"""

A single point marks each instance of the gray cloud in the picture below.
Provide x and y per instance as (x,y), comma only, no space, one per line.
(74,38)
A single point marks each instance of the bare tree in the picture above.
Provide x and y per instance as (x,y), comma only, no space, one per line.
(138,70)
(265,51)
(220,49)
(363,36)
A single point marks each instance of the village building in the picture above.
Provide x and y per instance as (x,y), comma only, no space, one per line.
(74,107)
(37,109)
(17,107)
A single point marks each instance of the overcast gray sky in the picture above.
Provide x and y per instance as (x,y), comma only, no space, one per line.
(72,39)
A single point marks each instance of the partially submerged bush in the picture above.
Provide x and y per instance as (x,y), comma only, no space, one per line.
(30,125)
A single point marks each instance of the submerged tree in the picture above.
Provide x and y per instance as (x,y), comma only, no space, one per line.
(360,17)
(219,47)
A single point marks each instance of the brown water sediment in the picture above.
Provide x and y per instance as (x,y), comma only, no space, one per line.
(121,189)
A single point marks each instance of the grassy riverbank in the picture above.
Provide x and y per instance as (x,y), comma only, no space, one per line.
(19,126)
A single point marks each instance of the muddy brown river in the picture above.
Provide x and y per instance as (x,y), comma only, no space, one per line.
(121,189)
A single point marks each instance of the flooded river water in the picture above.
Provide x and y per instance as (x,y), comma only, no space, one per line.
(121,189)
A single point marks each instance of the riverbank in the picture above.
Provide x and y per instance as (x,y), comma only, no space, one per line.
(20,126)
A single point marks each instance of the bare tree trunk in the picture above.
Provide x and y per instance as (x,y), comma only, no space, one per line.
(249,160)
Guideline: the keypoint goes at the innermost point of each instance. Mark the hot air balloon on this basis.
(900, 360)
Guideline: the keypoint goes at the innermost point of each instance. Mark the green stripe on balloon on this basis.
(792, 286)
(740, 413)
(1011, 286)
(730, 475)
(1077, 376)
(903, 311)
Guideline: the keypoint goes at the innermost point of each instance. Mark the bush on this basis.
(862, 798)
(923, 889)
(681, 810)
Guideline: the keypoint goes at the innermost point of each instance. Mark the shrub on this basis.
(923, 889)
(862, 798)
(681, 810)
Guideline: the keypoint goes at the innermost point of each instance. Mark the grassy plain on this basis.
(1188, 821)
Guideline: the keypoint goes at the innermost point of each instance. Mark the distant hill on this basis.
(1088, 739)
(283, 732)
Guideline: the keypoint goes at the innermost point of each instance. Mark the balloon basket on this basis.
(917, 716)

"""

- [Exercise description]
Rewrite every line of the records above as a JSON list of strings, one string per line, with blank lines left out.

- [Solved problem]
[
  "A single point marks each instance of the gray cloud in the picture below.",
  "Provide x and y per instance as (x,y), comma only, no space, one per line.",
  "(74,38)",
  "A single point marks each instance of the bare tree in the picture above.",
  "Provide x and y per instance as (x,y), comma only, no space, one per line.",
  "(138,70)",
  "(265,51)",
  "(220,49)",
  "(363,36)",
  "A single point marks each instance of the village building in the picture above.",
  "Provide x and y per instance as (x,y), comma only, no space, one per line.",
  "(74,107)",
  "(37,109)",
  "(17,107)",
  "A single point marks each instance of the overcast gray sky in the picture above.",
  "Provide x and y per instance as (x,y), comma only, no space, one per line.",
  "(72,39)",
  "A single point marks each instance of the partially submerged bush in the picture above.",
  "Provide x and y per instance as (x,y), comma only, no space, one per line.",
  "(30,125)",
  "A single point marks each instance of the submerged tree in the picture above.",
  "Provide x and y per instance as (x,y), comma only, no space, one per line.",
  "(360,17)",
  "(219,47)",
  "A single point marks each instance of the brown water sediment in the picture above.",
  "Provide x and y per instance as (x,y), comma only, no space, one per line.",
  "(121,189)",
  "A single point marks each instance of the grassy riverbank in the picture above.",
  "Provide x and y per instance as (x,y), comma only, no space, one per line.",
  "(19,126)",
  "A single point marks each instance of the muddy brown river in the picture above.",
  "Provide x and y per instance as (x,y), comma only, no space, one per line.",
  "(121,189)",
  "A single point marks each instance of the flooded river water in the picture above.",
  "Provide x and y per instance as (x,y), comma only, no space, one per line.",
  "(121,189)",
  "A single point marks each instance of the riverbank in the picture above.",
  "Provide x and y per instance as (x,y), comma only, no space, one per line.",
  "(20,126)",
  "A single point marks each instance of the bare tree trunk in the picture above.",
  "Provide x and y per instance as (x,y), comma only, no space, one per line.",
  "(249,160)",
  "Guideline: the keypoint goes at the innermost point of each instance. Mark the hot air balloon on this basis.",
  "(900, 360)",
  "Guideline: the keypoint goes at the innermost point of each instance. Mark the green stripe on balloon on this basis.",
  "(792, 286)",
  "(740, 413)",
  "(1011, 286)",
  "(730, 475)",
  "(1077, 376)",
  "(903, 311)",
  "Guideline: the keypoint goes at the innermost point of each instance. Mark the bush on this basis.",
  "(862, 798)",
  "(923, 889)",
  "(681, 810)",
  "Guideline: the keypoint goes at the innermost point of each instance. Mark the shrub on this basis.",
  "(923, 889)",
  "(862, 798)",
  "(681, 810)",
  "Guideline: the keypoint goes at the innermost point of each instance. Mark the grassy plain on this basis.",
  "(1188, 821)",
  "Guideline: the keypoint goes at the innermost point of each instance. Mark the distant hill on this basis.",
  "(1088, 739)",
  "(283, 732)",
  "Guideline: the keypoint goes at the innermost point of each instance. Mark the balloon basket on this basis.",
  "(917, 716)"
]